• _Exercise aim_:
Recast all the rows below as a two-column CSV with the columns input and output, one CSV line for each text and its answer. Put the text in input and its answer in output, each in one quoted field with line breaks turned into spaces.

• _Information given_:
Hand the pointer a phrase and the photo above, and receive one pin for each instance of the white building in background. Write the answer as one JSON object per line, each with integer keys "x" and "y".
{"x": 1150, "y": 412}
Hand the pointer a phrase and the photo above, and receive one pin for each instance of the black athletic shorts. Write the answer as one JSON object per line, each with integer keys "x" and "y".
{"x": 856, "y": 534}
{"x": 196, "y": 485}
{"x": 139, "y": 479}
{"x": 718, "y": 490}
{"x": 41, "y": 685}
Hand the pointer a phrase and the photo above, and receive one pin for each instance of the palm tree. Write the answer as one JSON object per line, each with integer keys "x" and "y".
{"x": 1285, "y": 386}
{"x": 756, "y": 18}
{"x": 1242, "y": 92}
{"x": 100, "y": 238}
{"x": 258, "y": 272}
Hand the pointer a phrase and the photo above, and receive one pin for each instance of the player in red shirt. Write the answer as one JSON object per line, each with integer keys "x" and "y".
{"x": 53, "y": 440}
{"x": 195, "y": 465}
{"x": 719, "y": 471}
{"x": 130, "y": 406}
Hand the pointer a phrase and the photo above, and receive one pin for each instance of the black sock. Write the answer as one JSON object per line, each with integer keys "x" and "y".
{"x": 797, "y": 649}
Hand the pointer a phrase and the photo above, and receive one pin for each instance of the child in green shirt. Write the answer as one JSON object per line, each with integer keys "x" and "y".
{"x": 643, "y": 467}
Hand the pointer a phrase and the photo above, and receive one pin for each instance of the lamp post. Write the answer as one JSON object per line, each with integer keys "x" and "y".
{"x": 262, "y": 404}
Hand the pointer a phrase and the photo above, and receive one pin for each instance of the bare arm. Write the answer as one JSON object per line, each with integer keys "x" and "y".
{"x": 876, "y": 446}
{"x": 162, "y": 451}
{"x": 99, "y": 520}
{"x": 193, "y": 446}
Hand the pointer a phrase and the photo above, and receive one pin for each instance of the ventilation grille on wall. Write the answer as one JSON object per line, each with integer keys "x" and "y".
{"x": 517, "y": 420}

• _Written answer_:
input,output
"Hand the pointer a phrase and the photo above, and receive one pin for each instance of the white building in background. Write the answer as one JSON object per line, each with integer keys ""x"" and ""y"".","{""x"": 1150, ""y"": 412}"
"Hand the pointer a phrase and the photo above, and receive one pin for each instance of the black athletic shorts. Write the answer as one JSON object per line, each with integer keys ""x"" and ""y"".","{""x"": 856, ""y"": 534} {""x"": 196, ""y"": 485} {""x"": 139, ""y"": 479} {""x"": 718, ""y"": 490} {""x"": 41, ""y"": 685}"
"Hand the pointer a phrase and the photo above, and receive one pin for each instance of the palm tree. Write the answer as one JSON object per line, each with integer keys ""x"" and ""y"".","{""x"": 1285, ""y"": 386} {""x"": 756, ""y"": 18} {""x"": 1242, ""y"": 92} {""x"": 100, ""y"": 238} {""x"": 258, ""y"": 272}"
"Hand the pointer a phrase and the photo above, and receive one pin for each instance of the player in red shirt. Write the answer as one JSON object per line, each with integer keys ""x"" and ""y"".","{""x"": 53, ""y"": 440} {""x"": 195, ""y"": 465} {""x"": 719, ""y"": 471} {""x"": 130, ""y"": 406}"
"Hand the pointer a phrase and the photo above, and receive one pin for each instance of the black sock. Write the answer as one JSON object per line, each with integer keys ""x"" and ""y"".","{""x"": 797, ""y"": 649}"
"Hand the pointer a phrase and the photo above, and receive one pin for each instance of the child in green shirt. Write the answer as one JSON object per line, each with integer keys ""x"" and ""y"".","{""x"": 643, ""y"": 467}"
"Hand the pointer a phrase and the photo above, and receive one pin for each instance of the lamp post. Write the answer as one JSON object per line, each with integer keys ""x"" and ""y"".","{""x"": 262, ""y"": 404}"
"Hand the pointer a phrase and the photo above, and receive one pin for each instance of the bare arm. Write the answer as one JSON object per line, each with integer keys ""x"" and ""y"".","{""x"": 876, ""y"": 446} {""x"": 162, ""y"": 451} {""x"": 99, ""y"": 520} {""x"": 193, ""y"": 446}"
"Hand the pointer a phrase and the photo above, and receive one pin for each instance of the ventilation grille on wall. Write the answer as one JSON object per line, each with integer keys ""x"" and ""y"".","{""x"": 517, ""y"": 420}"